*WHAT TO PRODUCE*. Convert every line of the rows below into a two-column Markdown table headed No. and Line, numbering the lines in order and leaving out any blank ones.

*THE RECORDS*.
━━━

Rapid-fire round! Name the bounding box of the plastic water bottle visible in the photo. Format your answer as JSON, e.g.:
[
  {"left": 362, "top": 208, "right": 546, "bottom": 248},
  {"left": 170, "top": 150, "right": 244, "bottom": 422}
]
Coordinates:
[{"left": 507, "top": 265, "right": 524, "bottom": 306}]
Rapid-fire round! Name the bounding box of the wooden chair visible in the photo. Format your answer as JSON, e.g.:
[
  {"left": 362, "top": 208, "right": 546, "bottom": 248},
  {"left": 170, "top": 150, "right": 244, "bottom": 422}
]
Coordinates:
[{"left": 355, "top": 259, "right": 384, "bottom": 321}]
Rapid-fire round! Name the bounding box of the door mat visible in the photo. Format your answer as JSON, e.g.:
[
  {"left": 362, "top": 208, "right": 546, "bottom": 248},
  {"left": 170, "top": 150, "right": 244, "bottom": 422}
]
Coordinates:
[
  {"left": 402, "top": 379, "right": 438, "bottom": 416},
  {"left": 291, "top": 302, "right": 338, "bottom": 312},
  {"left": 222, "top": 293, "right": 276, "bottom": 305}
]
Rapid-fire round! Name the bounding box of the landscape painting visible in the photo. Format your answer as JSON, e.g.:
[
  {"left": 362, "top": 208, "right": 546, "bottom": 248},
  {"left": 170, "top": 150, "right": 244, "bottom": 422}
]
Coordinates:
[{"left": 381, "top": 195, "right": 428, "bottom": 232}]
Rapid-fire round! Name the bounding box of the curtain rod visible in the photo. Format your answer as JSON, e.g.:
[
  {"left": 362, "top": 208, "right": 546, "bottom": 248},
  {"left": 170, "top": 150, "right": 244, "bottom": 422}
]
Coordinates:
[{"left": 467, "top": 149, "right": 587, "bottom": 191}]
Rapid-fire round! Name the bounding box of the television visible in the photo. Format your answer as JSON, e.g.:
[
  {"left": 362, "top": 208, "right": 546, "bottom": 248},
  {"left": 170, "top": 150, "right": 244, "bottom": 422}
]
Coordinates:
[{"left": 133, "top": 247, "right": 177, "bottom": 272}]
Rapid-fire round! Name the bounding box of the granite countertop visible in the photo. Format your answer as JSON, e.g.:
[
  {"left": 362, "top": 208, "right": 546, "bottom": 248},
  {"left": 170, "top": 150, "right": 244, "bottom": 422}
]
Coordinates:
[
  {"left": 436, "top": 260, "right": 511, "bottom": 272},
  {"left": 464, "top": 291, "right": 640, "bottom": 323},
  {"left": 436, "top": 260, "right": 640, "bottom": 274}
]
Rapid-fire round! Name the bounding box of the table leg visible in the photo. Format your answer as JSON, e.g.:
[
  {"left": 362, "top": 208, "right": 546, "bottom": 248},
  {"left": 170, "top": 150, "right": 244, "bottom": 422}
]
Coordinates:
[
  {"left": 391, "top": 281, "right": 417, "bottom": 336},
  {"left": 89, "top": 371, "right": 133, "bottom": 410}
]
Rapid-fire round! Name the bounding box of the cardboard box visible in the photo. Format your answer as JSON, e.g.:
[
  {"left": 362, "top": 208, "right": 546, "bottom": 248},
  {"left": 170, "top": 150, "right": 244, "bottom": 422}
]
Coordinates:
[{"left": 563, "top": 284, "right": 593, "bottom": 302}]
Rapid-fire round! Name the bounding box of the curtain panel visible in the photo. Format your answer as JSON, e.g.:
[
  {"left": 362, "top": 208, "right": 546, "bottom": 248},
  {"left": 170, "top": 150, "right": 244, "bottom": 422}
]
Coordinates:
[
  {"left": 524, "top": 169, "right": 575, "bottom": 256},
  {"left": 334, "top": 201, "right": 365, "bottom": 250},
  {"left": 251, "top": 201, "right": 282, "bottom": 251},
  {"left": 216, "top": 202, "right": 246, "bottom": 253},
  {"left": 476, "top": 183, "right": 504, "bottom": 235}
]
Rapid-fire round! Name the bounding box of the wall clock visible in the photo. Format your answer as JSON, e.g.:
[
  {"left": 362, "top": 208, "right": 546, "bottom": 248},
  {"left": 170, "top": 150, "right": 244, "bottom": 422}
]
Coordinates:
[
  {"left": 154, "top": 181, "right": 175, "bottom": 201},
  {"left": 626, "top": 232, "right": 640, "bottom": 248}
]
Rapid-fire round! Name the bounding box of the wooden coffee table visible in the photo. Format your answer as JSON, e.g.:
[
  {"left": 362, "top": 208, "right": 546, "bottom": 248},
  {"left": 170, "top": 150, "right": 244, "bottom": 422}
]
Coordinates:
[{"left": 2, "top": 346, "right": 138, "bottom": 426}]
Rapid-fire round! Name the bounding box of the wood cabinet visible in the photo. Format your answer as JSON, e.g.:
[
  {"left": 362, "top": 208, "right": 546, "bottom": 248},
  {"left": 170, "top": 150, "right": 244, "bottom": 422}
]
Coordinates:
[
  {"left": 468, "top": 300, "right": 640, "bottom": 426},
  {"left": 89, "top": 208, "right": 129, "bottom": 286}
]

━━━

*FULL SOLUTION*.
| No. | Line |
|---|---|
| 1 | Rapid-fire round! Name the bounding box of the plastic water bottle visible in the photo. Format your answer as JSON, e.g.: |
| 2 | [ |
| 3 |   {"left": 362, "top": 208, "right": 546, "bottom": 248}, |
| 4 |   {"left": 170, "top": 150, "right": 244, "bottom": 422} |
| 5 | ] |
| 6 | Coordinates: |
| 7 | [{"left": 507, "top": 265, "right": 524, "bottom": 306}] |
| 8 | Rapid-fire round! Name the bounding box of the wooden chair visible in the photo. Format your answer as JSON, e.g.: |
| 9 | [ |
| 10 |   {"left": 362, "top": 208, "right": 546, "bottom": 248}, |
| 11 |   {"left": 170, "top": 150, "right": 244, "bottom": 422} |
| 12 | ] |
| 13 | Coordinates: |
| 14 | [{"left": 355, "top": 259, "right": 384, "bottom": 321}] |
| 15 | Rapid-fire round! Name the bounding box of the door mat visible in the photo. Format your answer as JSON, e.g.: |
| 16 | [ |
| 17 |   {"left": 362, "top": 208, "right": 546, "bottom": 248}, |
| 18 |   {"left": 170, "top": 150, "right": 244, "bottom": 422} |
| 19 | ] |
| 20 | Coordinates: |
| 21 | [ |
| 22 |   {"left": 402, "top": 379, "right": 438, "bottom": 416}, |
| 23 |   {"left": 291, "top": 302, "right": 338, "bottom": 312}, |
| 24 |   {"left": 222, "top": 293, "right": 276, "bottom": 305} |
| 25 | ] |
| 26 | Rapid-fire round! Name the bounding box of the landscape painting visible in the photo. Format your answer as JSON, e.g.: |
| 27 | [ |
| 28 |   {"left": 362, "top": 208, "right": 546, "bottom": 248}, |
| 29 |   {"left": 170, "top": 150, "right": 244, "bottom": 422} |
| 30 | ] |
| 31 | Coordinates: |
| 32 | [{"left": 381, "top": 195, "right": 428, "bottom": 232}] |
| 33 | Rapid-fire round! Name the bounding box of the curtain rod visible in the photo. Format your answer as JSON, e.g.: |
| 34 | [ |
| 35 |   {"left": 362, "top": 208, "right": 546, "bottom": 248}, |
| 36 |   {"left": 170, "top": 150, "right": 244, "bottom": 422} |
| 37 | ] |
| 38 | Coordinates: |
| 39 | [{"left": 467, "top": 149, "right": 587, "bottom": 191}] |
| 40 | Rapid-fire round! Name the bounding box of the television visible in the photo. Format your answer as JSON, e.g.: |
| 41 | [ |
| 42 |   {"left": 362, "top": 208, "right": 546, "bottom": 248}, |
| 43 |   {"left": 170, "top": 150, "right": 244, "bottom": 422} |
| 44 | ] |
| 45 | Coordinates: |
| 46 | [{"left": 133, "top": 247, "right": 177, "bottom": 272}] |
| 47 | Rapid-fire round! Name the bounding box of the granite countertop visible in the photo. Format your answer as JSON, e.g.: |
| 48 | [ |
| 49 |   {"left": 362, "top": 208, "right": 546, "bottom": 248}, |
| 50 |   {"left": 170, "top": 150, "right": 244, "bottom": 422} |
| 51 | ] |
| 52 | Coordinates: |
| 53 | [ |
| 54 |   {"left": 436, "top": 260, "right": 511, "bottom": 272}, |
| 55 |   {"left": 464, "top": 291, "right": 640, "bottom": 323}, |
| 56 |   {"left": 436, "top": 260, "right": 640, "bottom": 274} |
| 57 | ] |
| 58 | Rapid-fire round! Name the bounding box of the table leg visible in the photo. Format your answer as JSON, e.g.: |
| 59 | [ |
| 60 |   {"left": 362, "top": 208, "right": 546, "bottom": 248}, |
| 61 |   {"left": 170, "top": 150, "right": 244, "bottom": 422} |
| 62 | ] |
| 63 | Coordinates: |
| 64 | [ |
| 65 |   {"left": 391, "top": 281, "right": 417, "bottom": 336}, |
| 66 |   {"left": 89, "top": 371, "right": 133, "bottom": 410} |
| 67 | ] |
| 68 | Rapid-fire round! Name the bounding box of the cardboard box visible in the photo. Format your answer as JSON, e.g.: |
| 69 | [ |
| 70 |   {"left": 362, "top": 208, "right": 546, "bottom": 248}, |
| 71 |   {"left": 170, "top": 150, "right": 244, "bottom": 422} |
| 72 | ] |
| 73 | Coordinates: |
| 74 | [{"left": 563, "top": 284, "right": 593, "bottom": 302}] |
| 75 | Rapid-fire round! Name the bounding box of the curtain panel visible in the photo. Format your answer as JSON, e.g.: |
| 76 | [ |
| 77 |   {"left": 362, "top": 208, "right": 546, "bottom": 248}, |
| 78 |   {"left": 170, "top": 150, "right": 244, "bottom": 422} |
| 79 | ] |
| 80 | Coordinates: |
| 81 | [ |
| 82 |   {"left": 524, "top": 169, "right": 575, "bottom": 256}, |
| 83 |   {"left": 334, "top": 201, "right": 365, "bottom": 250}, |
| 84 |   {"left": 251, "top": 201, "right": 282, "bottom": 251}, |
| 85 |   {"left": 216, "top": 202, "right": 246, "bottom": 253}, |
| 86 |   {"left": 476, "top": 183, "right": 504, "bottom": 235} |
| 87 | ] |
| 88 | Rapid-fire round! Name the bounding box of the wall clock visible in the photo. Format your answer as JSON, e.g.: |
| 89 | [ |
| 90 |   {"left": 362, "top": 208, "right": 546, "bottom": 248}, |
| 91 |   {"left": 170, "top": 150, "right": 244, "bottom": 422} |
| 92 | ] |
| 93 | Coordinates: |
| 94 | [ |
| 95 |   {"left": 154, "top": 181, "right": 175, "bottom": 201}, |
| 96 |   {"left": 626, "top": 232, "right": 640, "bottom": 248} |
| 97 | ] |
| 98 | Rapid-fire round! Name the bounding box of the wooden coffee table visible in the photo. Format your answer as JSON, e.g.: |
| 99 | [ |
| 100 |   {"left": 362, "top": 208, "right": 546, "bottom": 248}, |
| 101 |   {"left": 170, "top": 150, "right": 244, "bottom": 422} |
| 102 | ] |
| 103 | Coordinates: |
| 104 | [{"left": 2, "top": 346, "right": 138, "bottom": 426}] |
| 105 | Rapid-fire round! Name the bounding box of the wood cabinet visible in the photo. Format your answer as JSON, e.g.: |
| 106 | [ |
| 107 |   {"left": 362, "top": 208, "right": 546, "bottom": 248}, |
| 108 |   {"left": 170, "top": 150, "right": 244, "bottom": 422} |
| 109 | ] |
| 110 | Coordinates: |
| 111 | [ |
| 112 |   {"left": 468, "top": 300, "right": 640, "bottom": 426}, |
| 113 |   {"left": 89, "top": 208, "right": 129, "bottom": 286} |
| 114 | ] |